**REQUIRED WORK**
Your task is to repeat the data exactly, every line of it.

**DATA LISTING**
※ ※ ※
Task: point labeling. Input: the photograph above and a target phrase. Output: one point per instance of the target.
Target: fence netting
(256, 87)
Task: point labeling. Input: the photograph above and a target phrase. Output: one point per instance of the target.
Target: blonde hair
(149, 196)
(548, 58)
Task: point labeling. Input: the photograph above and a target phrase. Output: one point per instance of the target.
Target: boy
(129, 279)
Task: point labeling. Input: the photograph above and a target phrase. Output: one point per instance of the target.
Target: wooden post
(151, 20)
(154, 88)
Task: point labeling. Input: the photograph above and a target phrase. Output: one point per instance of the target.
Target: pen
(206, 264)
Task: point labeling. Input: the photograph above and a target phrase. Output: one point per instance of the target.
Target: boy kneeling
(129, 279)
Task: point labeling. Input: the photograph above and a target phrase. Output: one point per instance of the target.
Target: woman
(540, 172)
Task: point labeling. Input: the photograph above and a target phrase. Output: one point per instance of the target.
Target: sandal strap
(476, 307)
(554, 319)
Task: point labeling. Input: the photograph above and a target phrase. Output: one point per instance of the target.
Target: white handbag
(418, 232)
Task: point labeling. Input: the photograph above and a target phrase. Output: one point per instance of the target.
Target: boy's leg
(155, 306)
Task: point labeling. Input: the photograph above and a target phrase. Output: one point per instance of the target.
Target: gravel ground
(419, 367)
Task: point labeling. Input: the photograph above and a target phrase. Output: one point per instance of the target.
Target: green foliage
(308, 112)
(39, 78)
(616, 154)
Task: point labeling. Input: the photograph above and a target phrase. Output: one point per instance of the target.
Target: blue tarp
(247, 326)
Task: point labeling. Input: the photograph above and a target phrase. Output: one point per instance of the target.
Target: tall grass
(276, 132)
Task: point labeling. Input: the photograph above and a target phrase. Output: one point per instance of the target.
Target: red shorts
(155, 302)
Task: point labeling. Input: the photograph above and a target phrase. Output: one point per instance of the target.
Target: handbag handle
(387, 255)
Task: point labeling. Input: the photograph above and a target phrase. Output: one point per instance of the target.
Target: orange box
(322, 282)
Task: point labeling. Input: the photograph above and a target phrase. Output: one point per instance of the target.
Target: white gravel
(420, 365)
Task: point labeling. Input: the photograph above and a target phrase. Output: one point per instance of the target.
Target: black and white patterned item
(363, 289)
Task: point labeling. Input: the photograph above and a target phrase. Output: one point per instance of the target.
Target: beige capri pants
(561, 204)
※ ※ ※
**FINISHED EXERCISE**
Task: point labeling. Input: the photograph above and a target phrase. Output: one point per instance of the target.
Target: fence netting
(256, 87)
Task: point labeling. Input: the photograph above and a target phrase. Output: one point per instance of the target.
Target: blonde hair
(149, 196)
(548, 58)
Task: point labeling. Input: the photograph above and a target phrase. Output: one point per instance of the target.
Target: boy
(129, 279)
Task: point labeling. Input: the photograph above and a target phrase. Output: one point per instance of the target.
Target: wooden post
(151, 20)
(154, 88)
Task: point labeling. Input: the photograph above and a target phrase. Output: one point per instance of the target.
Target: pen
(206, 264)
Task: point labeling. Input: the photograph above and a target phrase. Output: one point per instance of the target.
Target: boy kneeling
(129, 279)
Task: point labeling. Input: the photograph above and a target phrase. Output: one point per instance of the target.
Target: woman
(540, 172)
Task: point labeling. Input: the photograph above and a target phrase. Output: one point per instance of the target.
Target: sandal strap
(476, 307)
(554, 319)
Task: point labeling. Input: the photograph above and a target phrase. Output: one point per instance of the target.
Target: white handbag
(418, 232)
Task: point labeling. Input: the photograph above and a target phrase. Output: one point per instance of the target.
Target: boy's leg
(155, 306)
Task: point labeling. Input: the photograph above and a target phrase. Output: one point per instance of the target.
Target: gravel ground
(419, 367)
Task: point labeling. Input: the photograph above and a target phrase. Output: one point per instance of the target.
Target: green foliage
(308, 112)
(39, 78)
(616, 154)
Task: point labeling. Input: the photograph above and a target phrase. Output: one point per instance of the target.
Target: blue tarp
(247, 326)
Task: point labeling. Input: the photograph above and a target phrase. Output: one point per instance of the target.
Target: tall grass
(276, 132)
Task: point labeling. Input: the photograph above and a target phrase. Output: one point per instance of the target.
Target: red shorts
(155, 302)
Task: point labeling. Input: the photograph above and a target phrase. Output: one point per instance of the target.
Target: handbag handle
(387, 255)
Task: point labeling. Input: the photograph above and a target phrase. Output: one point per instance of the target.
Target: orange box
(322, 282)
Task: point labeling. Input: the photograph above and a target phrase. Output: one point per instance of the target.
Target: white gravel
(420, 365)
Task: point labeling. Input: the photograph above and a target phrase. Output: one point per instance of the target.
Target: black and white patterned item
(363, 289)
Task: point labeling. Input: the photograph above and a target phrase. Output: one point per instance of the target.
Target: beige capri pants
(561, 204)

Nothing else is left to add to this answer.